• GOAL OF THE EXERCISE
Gather every line in the records below that contains the word "hand". Case matters.

• PROVIDED DATA
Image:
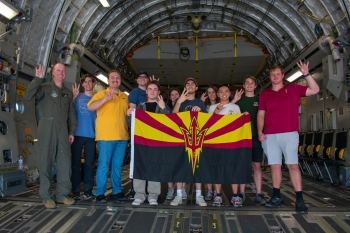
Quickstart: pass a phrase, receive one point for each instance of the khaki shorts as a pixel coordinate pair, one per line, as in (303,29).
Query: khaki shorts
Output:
(276,144)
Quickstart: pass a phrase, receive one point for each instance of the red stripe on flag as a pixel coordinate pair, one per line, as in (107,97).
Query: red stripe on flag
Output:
(239,122)
(175,118)
(231,145)
(156,143)
(212,120)
(148,120)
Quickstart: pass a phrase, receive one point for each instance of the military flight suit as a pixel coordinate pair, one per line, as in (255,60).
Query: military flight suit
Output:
(57,121)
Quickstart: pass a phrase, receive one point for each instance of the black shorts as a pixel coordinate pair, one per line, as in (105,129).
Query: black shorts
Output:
(257,150)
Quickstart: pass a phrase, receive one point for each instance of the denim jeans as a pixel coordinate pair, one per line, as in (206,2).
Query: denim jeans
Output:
(110,151)
(89,157)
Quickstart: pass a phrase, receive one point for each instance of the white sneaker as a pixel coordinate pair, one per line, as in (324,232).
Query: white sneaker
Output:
(170,194)
(153,202)
(184,194)
(137,202)
(177,200)
(200,201)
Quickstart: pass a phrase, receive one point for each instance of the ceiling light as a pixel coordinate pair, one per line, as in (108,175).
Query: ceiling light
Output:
(294,76)
(102,78)
(105,3)
(7,9)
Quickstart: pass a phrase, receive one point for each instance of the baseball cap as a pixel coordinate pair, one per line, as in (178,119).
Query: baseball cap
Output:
(190,79)
(141,72)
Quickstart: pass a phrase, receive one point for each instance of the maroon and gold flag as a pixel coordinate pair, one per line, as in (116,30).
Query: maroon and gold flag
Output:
(191,147)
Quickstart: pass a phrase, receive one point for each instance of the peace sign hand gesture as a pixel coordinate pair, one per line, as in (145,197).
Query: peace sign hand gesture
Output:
(160,102)
(183,96)
(204,97)
(39,71)
(75,90)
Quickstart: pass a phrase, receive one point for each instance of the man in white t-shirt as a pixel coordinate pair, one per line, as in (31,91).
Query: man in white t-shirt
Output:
(225,107)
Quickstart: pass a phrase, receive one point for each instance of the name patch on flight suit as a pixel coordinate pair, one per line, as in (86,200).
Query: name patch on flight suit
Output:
(54,94)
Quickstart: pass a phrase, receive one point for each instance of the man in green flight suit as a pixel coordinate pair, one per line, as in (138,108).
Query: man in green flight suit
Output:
(56,128)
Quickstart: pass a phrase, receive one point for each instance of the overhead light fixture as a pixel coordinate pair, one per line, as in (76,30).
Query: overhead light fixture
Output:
(7,9)
(102,78)
(294,76)
(105,3)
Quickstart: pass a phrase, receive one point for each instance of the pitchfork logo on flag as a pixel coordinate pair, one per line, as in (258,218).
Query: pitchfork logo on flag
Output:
(189,146)
(194,137)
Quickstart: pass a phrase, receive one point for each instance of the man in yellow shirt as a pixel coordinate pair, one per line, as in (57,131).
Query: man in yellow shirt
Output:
(111,136)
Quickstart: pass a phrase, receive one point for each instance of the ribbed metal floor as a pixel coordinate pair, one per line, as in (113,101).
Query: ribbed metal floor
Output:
(329,211)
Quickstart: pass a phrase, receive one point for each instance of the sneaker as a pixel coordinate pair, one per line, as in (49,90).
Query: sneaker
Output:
(300,206)
(49,204)
(66,201)
(76,196)
(170,194)
(274,202)
(184,194)
(260,199)
(236,201)
(177,200)
(209,196)
(101,199)
(137,202)
(132,194)
(153,201)
(217,201)
(242,195)
(119,197)
(200,201)
(88,195)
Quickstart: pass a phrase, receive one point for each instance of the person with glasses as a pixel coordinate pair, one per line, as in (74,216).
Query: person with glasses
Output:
(84,137)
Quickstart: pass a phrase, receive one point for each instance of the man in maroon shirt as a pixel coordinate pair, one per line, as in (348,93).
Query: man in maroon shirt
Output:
(278,128)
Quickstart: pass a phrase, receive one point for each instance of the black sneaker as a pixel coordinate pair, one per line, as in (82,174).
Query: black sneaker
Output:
(300,206)
(119,197)
(275,202)
(101,199)
(88,195)
(132,194)
(76,196)
(260,199)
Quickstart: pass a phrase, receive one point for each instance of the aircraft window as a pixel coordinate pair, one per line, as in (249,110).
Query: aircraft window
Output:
(3,128)
(20,107)
(7,155)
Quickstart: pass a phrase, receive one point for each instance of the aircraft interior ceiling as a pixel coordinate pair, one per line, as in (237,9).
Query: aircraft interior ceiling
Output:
(276,30)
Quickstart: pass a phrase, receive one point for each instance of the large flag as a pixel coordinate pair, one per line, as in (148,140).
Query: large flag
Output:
(191,147)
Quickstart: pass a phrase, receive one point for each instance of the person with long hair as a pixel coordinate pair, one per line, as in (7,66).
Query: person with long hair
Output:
(174,94)
(210,97)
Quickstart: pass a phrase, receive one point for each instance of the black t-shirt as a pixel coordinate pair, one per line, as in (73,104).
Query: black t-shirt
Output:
(151,106)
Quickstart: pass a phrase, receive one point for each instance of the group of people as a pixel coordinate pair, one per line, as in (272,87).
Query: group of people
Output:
(82,119)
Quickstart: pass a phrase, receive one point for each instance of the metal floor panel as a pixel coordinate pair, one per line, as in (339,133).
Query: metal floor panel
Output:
(329,211)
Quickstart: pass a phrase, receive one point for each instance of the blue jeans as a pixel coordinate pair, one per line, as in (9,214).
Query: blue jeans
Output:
(110,151)
(89,145)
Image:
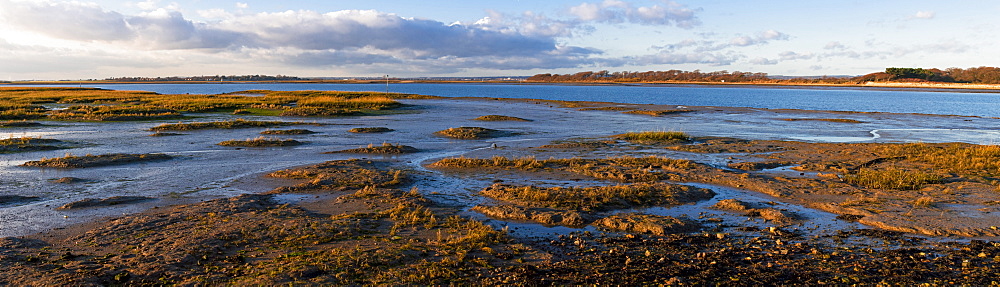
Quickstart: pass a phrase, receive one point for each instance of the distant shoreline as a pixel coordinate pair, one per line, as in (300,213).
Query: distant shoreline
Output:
(907,85)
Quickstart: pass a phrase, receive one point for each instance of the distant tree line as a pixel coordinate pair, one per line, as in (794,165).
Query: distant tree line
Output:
(652,76)
(216,78)
(980,75)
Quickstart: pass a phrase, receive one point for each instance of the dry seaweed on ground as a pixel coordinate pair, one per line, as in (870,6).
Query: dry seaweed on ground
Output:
(600,198)
(71,161)
(18,124)
(545,216)
(261,142)
(385,148)
(471,133)
(28,144)
(288,132)
(230,124)
(370,130)
(651,137)
(495,118)
(114,200)
(849,121)
(164,134)
(9,199)
(647,224)
(340,175)
(657,113)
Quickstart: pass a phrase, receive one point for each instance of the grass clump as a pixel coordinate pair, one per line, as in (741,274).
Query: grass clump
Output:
(341,175)
(654,137)
(470,133)
(598,198)
(288,132)
(70,161)
(231,124)
(18,124)
(113,113)
(385,148)
(891,178)
(495,118)
(261,142)
(370,130)
(27,144)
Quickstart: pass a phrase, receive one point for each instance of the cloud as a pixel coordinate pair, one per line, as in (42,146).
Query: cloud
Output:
(759,39)
(617,12)
(926,15)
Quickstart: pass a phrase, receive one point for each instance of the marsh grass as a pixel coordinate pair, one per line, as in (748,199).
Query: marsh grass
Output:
(654,137)
(470,133)
(891,178)
(288,132)
(657,113)
(599,198)
(261,142)
(231,124)
(385,148)
(70,161)
(494,118)
(370,130)
(624,169)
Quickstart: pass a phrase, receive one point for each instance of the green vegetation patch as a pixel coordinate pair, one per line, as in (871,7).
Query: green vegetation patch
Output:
(28,144)
(18,124)
(495,118)
(70,161)
(891,178)
(657,113)
(599,198)
(647,224)
(261,142)
(288,132)
(370,130)
(655,137)
(471,133)
(385,148)
(231,124)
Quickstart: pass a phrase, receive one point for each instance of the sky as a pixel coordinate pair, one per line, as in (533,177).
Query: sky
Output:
(97,39)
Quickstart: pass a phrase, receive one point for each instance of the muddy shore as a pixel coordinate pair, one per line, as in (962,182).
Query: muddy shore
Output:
(753,197)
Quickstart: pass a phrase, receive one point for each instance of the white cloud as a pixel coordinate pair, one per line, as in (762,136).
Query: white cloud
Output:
(924,15)
(617,12)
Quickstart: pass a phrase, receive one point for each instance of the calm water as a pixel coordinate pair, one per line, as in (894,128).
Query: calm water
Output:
(942,102)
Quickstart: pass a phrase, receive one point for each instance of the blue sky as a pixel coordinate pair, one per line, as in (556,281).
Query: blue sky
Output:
(55,39)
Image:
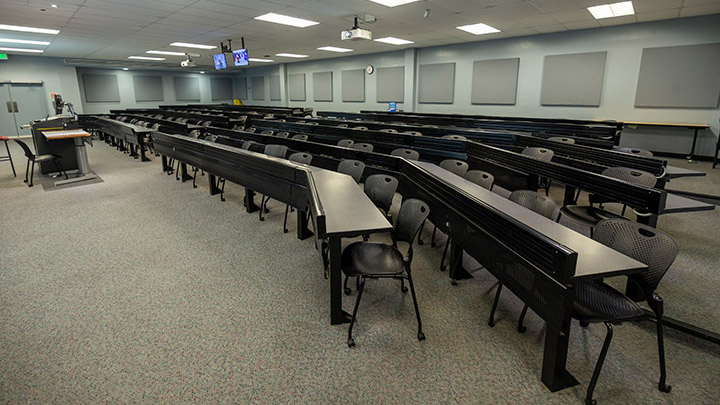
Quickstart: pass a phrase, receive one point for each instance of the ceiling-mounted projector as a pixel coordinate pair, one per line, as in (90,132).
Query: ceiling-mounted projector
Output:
(188,62)
(356,33)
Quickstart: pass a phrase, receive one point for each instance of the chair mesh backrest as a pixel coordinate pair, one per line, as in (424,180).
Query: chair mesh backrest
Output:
(534,201)
(455,166)
(643,243)
(562,139)
(481,178)
(354,168)
(635,151)
(26,149)
(276,150)
(365,147)
(301,157)
(406,153)
(634,176)
(380,188)
(410,218)
(539,153)
(454,137)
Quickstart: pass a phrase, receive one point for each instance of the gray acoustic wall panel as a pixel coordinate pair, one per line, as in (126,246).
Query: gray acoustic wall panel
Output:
(242,88)
(296,87)
(353,85)
(575,79)
(495,81)
(101,88)
(221,88)
(148,88)
(679,76)
(187,88)
(275,88)
(257,86)
(322,86)
(436,83)
(390,84)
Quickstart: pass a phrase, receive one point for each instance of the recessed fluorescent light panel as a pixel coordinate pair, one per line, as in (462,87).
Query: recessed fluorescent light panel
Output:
(394,41)
(145,58)
(187,45)
(22,50)
(24,41)
(334,49)
(291,55)
(28,29)
(612,10)
(479,29)
(393,3)
(286,20)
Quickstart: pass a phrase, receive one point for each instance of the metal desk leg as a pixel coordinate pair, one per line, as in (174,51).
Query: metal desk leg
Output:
(554,374)
(337,315)
(692,151)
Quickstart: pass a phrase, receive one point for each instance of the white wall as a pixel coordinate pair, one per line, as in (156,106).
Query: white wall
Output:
(56,77)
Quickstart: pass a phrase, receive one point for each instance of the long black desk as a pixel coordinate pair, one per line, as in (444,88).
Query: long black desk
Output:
(338,207)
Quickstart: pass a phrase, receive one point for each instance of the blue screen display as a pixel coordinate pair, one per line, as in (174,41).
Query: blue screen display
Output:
(219,60)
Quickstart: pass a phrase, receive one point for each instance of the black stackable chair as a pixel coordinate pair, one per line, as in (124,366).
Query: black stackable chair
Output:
(276,151)
(378,260)
(597,302)
(33,159)
(406,153)
(353,168)
(533,201)
(298,157)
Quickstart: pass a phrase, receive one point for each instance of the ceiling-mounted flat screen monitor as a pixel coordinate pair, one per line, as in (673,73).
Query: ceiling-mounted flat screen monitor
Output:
(240,57)
(219,60)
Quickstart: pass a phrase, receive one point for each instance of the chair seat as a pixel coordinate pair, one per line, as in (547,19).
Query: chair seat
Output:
(587,215)
(43,158)
(371,258)
(597,302)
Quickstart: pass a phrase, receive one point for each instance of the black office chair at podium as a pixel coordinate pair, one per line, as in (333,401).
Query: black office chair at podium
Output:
(378,260)
(33,159)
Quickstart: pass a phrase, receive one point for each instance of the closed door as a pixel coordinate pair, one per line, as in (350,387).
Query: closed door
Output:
(31,103)
(8,126)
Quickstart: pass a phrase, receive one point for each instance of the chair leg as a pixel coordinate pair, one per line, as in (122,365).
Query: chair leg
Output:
(285,230)
(351,342)
(32,173)
(521,327)
(598,366)
(662,386)
(420,241)
(442,259)
(421,336)
(491,320)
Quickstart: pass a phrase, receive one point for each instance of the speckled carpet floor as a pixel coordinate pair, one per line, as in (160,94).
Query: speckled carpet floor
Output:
(141,289)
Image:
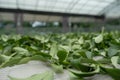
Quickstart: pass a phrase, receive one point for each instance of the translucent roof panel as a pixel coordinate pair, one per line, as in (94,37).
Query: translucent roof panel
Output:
(91,7)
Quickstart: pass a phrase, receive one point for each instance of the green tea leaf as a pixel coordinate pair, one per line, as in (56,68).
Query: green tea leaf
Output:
(99,38)
(113,72)
(44,76)
(114,61)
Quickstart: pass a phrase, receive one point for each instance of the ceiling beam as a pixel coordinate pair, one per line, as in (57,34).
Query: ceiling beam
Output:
(51,13)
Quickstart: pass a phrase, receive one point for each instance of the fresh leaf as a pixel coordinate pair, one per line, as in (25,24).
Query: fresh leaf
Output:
(44,76)
(99,38)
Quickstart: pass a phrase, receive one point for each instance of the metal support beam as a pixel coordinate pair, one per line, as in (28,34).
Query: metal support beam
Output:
(50,13)
(18,22)
(65,24)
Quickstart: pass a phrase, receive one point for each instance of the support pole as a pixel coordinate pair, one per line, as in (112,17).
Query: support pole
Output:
(65,24)
(19,22)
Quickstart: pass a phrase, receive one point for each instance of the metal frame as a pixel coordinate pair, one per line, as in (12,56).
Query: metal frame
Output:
(51,13)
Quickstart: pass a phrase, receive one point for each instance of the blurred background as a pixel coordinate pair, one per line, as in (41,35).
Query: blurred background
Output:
(58,16)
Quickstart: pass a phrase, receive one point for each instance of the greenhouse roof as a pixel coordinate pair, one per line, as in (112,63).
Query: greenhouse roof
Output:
(83,7)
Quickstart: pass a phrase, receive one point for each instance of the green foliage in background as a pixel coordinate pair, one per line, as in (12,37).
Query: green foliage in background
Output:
(82,54)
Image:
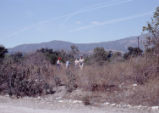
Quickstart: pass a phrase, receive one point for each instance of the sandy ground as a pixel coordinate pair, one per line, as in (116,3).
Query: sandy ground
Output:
(51,104)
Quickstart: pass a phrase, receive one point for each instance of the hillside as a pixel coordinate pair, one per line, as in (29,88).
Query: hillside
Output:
(118,45)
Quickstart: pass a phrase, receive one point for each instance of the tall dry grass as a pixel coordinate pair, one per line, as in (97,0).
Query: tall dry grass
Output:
(34,75)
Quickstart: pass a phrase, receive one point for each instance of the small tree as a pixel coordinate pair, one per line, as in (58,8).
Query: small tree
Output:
(133,52)
(153,29)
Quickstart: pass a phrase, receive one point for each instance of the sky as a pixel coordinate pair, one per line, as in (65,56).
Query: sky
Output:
(78,21)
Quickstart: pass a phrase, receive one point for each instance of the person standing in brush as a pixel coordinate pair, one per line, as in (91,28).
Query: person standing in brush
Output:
(58,63)
(81,62)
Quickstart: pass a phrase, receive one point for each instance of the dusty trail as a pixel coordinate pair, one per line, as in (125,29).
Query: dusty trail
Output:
(48,105)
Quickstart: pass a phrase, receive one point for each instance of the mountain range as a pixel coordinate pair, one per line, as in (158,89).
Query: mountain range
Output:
(118,45)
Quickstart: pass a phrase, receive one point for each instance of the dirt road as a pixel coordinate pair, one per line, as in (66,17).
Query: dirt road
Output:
(48,105)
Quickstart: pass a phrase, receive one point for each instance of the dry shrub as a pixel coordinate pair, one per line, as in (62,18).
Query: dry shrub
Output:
(146,94)
(29,77)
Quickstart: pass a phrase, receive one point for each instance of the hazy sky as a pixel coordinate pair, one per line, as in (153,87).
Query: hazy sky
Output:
(80,21)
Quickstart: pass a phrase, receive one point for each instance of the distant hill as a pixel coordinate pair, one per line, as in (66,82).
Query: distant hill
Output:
(118,45)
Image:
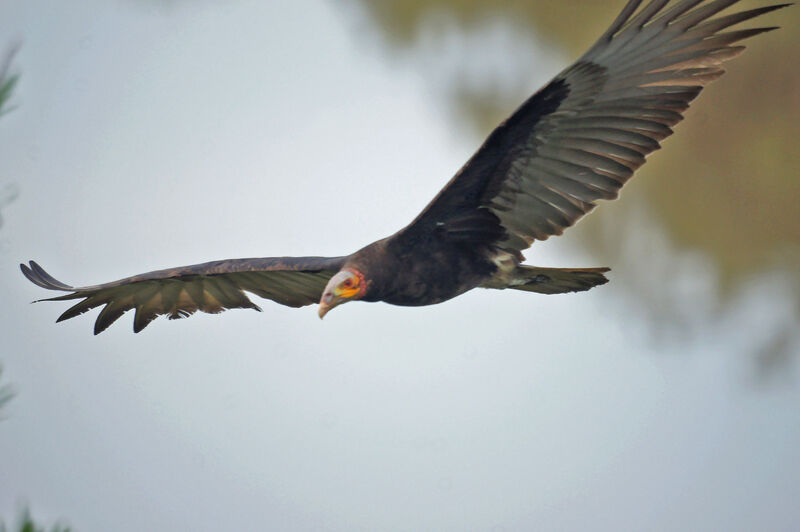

• OUTPUT
Quickstart: pass a phrase, receive one point for each instance of the peace sign hand gesture as a pixel coordinate pair, one per line, as in (145,197).
Query: peace sign hand gesture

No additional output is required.